··· THE RECORDS

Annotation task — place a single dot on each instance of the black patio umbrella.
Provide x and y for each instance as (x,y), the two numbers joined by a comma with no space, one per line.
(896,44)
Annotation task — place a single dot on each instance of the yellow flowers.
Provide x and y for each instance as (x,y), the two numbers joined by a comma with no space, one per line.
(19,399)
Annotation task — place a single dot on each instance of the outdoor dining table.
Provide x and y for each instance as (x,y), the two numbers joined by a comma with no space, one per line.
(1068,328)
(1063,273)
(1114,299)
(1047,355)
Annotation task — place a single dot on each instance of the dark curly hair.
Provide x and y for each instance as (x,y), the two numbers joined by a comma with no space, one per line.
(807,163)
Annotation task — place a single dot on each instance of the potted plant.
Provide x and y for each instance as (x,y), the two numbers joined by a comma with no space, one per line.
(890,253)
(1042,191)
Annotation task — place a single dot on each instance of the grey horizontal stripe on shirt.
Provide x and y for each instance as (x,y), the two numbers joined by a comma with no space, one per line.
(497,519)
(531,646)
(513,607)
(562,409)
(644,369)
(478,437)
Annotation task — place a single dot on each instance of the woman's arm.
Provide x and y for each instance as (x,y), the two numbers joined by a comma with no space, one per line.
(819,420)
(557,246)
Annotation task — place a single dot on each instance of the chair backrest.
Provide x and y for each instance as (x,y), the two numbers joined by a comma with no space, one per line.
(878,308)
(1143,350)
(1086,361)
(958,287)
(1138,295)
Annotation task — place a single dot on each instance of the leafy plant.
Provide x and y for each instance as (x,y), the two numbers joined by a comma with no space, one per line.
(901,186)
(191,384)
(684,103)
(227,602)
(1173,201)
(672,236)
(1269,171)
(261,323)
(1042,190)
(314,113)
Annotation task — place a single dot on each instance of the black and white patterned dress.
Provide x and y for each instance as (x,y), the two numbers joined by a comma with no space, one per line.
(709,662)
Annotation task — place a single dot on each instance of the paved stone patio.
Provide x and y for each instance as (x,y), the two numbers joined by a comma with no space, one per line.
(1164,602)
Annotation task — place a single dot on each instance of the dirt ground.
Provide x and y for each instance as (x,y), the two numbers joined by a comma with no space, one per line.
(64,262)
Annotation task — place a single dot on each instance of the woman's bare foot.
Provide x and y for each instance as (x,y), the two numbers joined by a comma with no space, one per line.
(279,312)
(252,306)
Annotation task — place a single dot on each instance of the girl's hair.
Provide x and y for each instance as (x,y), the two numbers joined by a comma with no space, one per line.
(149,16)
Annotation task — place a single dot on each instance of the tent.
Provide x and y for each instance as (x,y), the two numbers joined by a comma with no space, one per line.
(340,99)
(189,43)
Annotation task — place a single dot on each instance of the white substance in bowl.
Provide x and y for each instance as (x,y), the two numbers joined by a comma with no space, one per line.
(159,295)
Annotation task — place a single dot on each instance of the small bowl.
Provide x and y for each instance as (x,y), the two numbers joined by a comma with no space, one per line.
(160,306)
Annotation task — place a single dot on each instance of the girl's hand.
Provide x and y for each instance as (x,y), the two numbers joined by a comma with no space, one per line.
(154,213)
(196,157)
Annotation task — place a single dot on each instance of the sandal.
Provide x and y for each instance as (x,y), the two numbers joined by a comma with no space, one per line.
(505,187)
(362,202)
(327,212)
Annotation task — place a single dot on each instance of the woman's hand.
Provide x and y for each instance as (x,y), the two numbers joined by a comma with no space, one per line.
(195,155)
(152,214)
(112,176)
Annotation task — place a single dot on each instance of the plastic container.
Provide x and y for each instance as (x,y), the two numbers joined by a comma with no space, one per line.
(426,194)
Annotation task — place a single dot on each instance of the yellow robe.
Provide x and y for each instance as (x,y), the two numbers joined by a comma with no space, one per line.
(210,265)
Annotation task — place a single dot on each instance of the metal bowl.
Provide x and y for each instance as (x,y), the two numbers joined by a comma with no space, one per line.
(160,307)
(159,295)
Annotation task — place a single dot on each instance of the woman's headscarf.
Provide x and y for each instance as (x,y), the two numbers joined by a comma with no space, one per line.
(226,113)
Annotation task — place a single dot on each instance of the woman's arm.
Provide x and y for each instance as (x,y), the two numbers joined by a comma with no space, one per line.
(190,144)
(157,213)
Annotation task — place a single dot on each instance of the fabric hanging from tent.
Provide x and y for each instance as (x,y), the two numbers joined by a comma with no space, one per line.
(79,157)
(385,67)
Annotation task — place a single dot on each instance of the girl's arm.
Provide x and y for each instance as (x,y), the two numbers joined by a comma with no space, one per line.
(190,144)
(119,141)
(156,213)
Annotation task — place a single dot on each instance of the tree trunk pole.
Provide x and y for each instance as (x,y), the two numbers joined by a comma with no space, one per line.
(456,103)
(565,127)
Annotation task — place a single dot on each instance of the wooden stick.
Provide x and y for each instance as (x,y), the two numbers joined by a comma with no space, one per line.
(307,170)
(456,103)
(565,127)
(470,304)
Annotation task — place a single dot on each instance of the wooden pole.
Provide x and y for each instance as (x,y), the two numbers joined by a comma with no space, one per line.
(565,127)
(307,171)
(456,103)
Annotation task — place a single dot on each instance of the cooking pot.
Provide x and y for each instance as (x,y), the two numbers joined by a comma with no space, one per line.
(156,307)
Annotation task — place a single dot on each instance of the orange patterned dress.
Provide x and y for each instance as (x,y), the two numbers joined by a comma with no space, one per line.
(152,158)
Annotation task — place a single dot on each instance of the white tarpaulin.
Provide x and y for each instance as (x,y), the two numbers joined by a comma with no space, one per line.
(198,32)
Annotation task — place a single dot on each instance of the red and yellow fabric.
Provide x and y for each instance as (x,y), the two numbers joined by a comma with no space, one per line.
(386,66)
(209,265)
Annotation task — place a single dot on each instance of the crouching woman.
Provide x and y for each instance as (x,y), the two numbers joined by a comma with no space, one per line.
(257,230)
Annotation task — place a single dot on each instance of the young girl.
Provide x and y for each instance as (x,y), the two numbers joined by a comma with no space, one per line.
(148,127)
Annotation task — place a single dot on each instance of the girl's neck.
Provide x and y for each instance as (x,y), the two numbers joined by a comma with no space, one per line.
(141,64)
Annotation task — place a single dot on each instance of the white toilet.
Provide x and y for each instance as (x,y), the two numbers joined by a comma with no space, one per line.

······

Please quote every record above exactly as it appears.

◆ ANSWER TO THE EXERCISE:
Annotation task — place a single dot on each instance of the black patio umbrella.
Provide x and y for each instance as (x,y), the two numbers joined by a comma with no space, one per line.
(896,44)
Annotation task — place a single dot on each instance of the yellow flowers.
Provide x and y for each instance as (x,y), the two numbers joined by a comma with no space, one per line.
(19,399)
Annotation task — place a single dot on each instance of the outdoor dining table.
Provide x and y for each instance as (x,y), the two numbers joined by a comma with no space, one per line.
(1068,328)
(1063,273)
(1114,299)
(1047,355)
Annotation task — place a single dot on each instance of the dark curly hair.
Provide x and y for each instance as (x,y), the two numbers joined by a comma with no space, one per line.
(807,163)
Annotation task — place a single dot on each instance of the potted plant.
Provide x and y for each instance as (x,y), the two numbers joined by a comma with no space, one per line.
(890,253)
(1042,191)
Annotation task — place a single dot on each instance of the grey horizontal stripe on shirt.
Provide x and y for each instance as (x,y), the two numbers joined by a comma with no space, one per line.
(497,519)
(531,646)
(513,607)
(562,409)
(644,369)
(478,437)
Annotation task — place a single dot on each instance of the woman's arm.
Provide x and y for each instance as (x,y), the two numbers joined by a comma with no space, one per line.
(819,420)
(557,246)
Annotation task — place a single dot on each instance of the chair backrest.
Provide x and y for each instance as (x,y), the two numbers joined by a comma with no space, one per line.
(878,308)
(1143,350)
(1086,361)
(958,287)
(1138,295)
Annotation task — place a single dot on each instance of the leafy plant.
Provide x and y for each instance as (x,y), the two numbers joined by a comma with no space, one per line.
(901,186)
(191,384)
(684,103)
(227,602)
(1173,201)
(672,236)
(1269,171)
(261,323)
(1042,190)
(314,113)
Annotation task — place a single dot on each instance of the black and white patterned dress.
Provide x and y for each instance as (x,y), the two numbers joined by a comma with no space, one per line.
(709,662)
Annotation task — place a single dot on each instance of the paved stone patio.
Provide x and y for each instance as (x,y), the two numbers joined by a comma with no space, one per line.
(1164,602)
Annotation task — place a single dot on each instance of the dirt ground.
Provide x and y for each instance as (x,y), the two numbers joined by a comma with no space, one per line.
(64,262)
Annotation task — place a single dot on each instance of the woman's bare foot.
Provide x and y for each instance as (x,y), the two numbers joined by a comma with no space, one per line.
(279,312)
(252,306)
Annotation task — place a single dot on each instance of the girl's hair.
Provide x and y for each instance as (x,y), the two numbers joined by a comma with no space, one per line.
(149,16)
Annotation task — place a single dot on each instance of the tent.
Provide x and y for each instance as (x,y), the two numbers joined by a comma with no space, one per line.
(340,99)
(189,43)
Annotation task — place a single dot on each instance of the white substance in bowl.
Provide x and y for each instance as (x,y), the two numbers joined by a comma with no space, one per line.
(159,295)
Annotation task — place a single dot on each instance of the small bowl.
Provide x and y for each instance as (x,y), the two numbers joined by a comma with no space, one per line.
(160,306)
Annotation task — place a single dot on each instance of the girl's hand.
Provide x and y for each instance as (x,y), the two numbers joined by a comma with no space, one per line.
(154,213)
(196,157)
Annotation task — place a single dot on each instance of the sandal.
Provide x and y for each instance as (x,y), the two numbers joined by a comma with no space, one per line.
(505,187)
(362,202)
(327,212)
Annotation task — place a single dot on each instance of the woman's hand.
Provide x and y for each instance as (x,y), the two numbers joined by a comma with no space, one per line.
(195,155)
(152,214)
(112,176)
Annotation task — place a single dot on each instance of the plastic container.
Provide x and y for each instance as (x,y), the two numbers joined by a comma with no space, one per line.
(426,194)
Annotation task — place a single dot on each instance of the yellow robe.
Provide x and y for each instance as (x,y), the two numbers joined by a comma with no space, one per line.
(210,265)
Annotation task — place a single dot on each instance of the metal bowl.
Provide x and y for each instance as (x,y), the two numbers joined by a comma with no space, one per line.
(160,307)
(159,295)
Annotation task — place a single dot on each instance of the woman's headscarf.
Provide x and y for each instance as (x,y), the two numbers joined by a comma with no space, one per line.
(226,113)
Annotation task — place a single dot on each instance of the woman's arm.
Provide x and y for each instance as (x,y), the two numbers joined by a comma with no space, one per line.
(190,144)
(157,213)
Annotation task — place a single dot on each instance of the fabric hanging from tent.
Provide x and y for each instance as (x,y), the two numbers joined by a comma with no space, one per line.
(79,157)
(385,67)
Annotation task — place a single dot on each instance of the girl's arm.
Provide x and y for each instance as (x,y), the two numbers joined by a comma with no space, one per line.
(190,144)
(119,141)
(156,213)
Annotation task — place a single dot on each instance of the tree trunk pole.
Provide x and y for each instance as (x,y), the two numbers joined by a comma with no space, one per line.
(456,103)
(565,127)
Annotation task — place a single dot on each instance of the wooden stick.
Provide x and y for each instance as (x,y), the two numbers joined by a comma with no space, one per line.
(307,170)
(456,103)
(565,127)
(470,304)
Annotation task — place a single dot on each instance of the wooden pole.
Provide x and y for each instance as (x,y), the two numbers joined by a comma with no space, one per line.
(565,127)
(307,171)
(456,103)
Annotation task — place a single dot on each instance of the cooking pot.
Provide x and y for each instance as (x,y), the two numbers joined by a comma with no space, one per line.
(156,307)
Annotation task — place a single dot on each instance of the orange patterned dress.
Provide x and y for each instance as (x,y), the two numbers joined by a comma with no space, one per line.
(152,158)
Annotation task — place a single dot on each instance of the white tarpaulin.
Provide x and y for each instance as (x,y), the two numbers joined by a comma with no space, one per line.
(198,32)
Annotation task — place a single dot on each instance of the red and yellow fabric.
Provide x and y for each instance as (x,y), the two numbers joined by a comma with no space, one per line.
(386,66)
(209,265)
Annotation task — place a single dot on each instance of the crouching woman.
Provide x and y for each instance as (x,y), the two numbers joined by a comma with no space, one per line.
(257,230)
Annotation task — place a single dot on each instance of the young girl.
Provide x and y for each instance as (x,y), the two numbers joined by a comma with no space, one per line.
(148,127)
Annotation task — place a single dot on each instance of the girl's neck.
Provide x and y for each instance as (x,y), the two numbers joined by a comma with no space, one per line.
(141,64)
Annotation task — place a single dot on each instance of the white toilet.
Provide x and y for each instance as (x,y), the two numbers joined by a comma with no space, one per line.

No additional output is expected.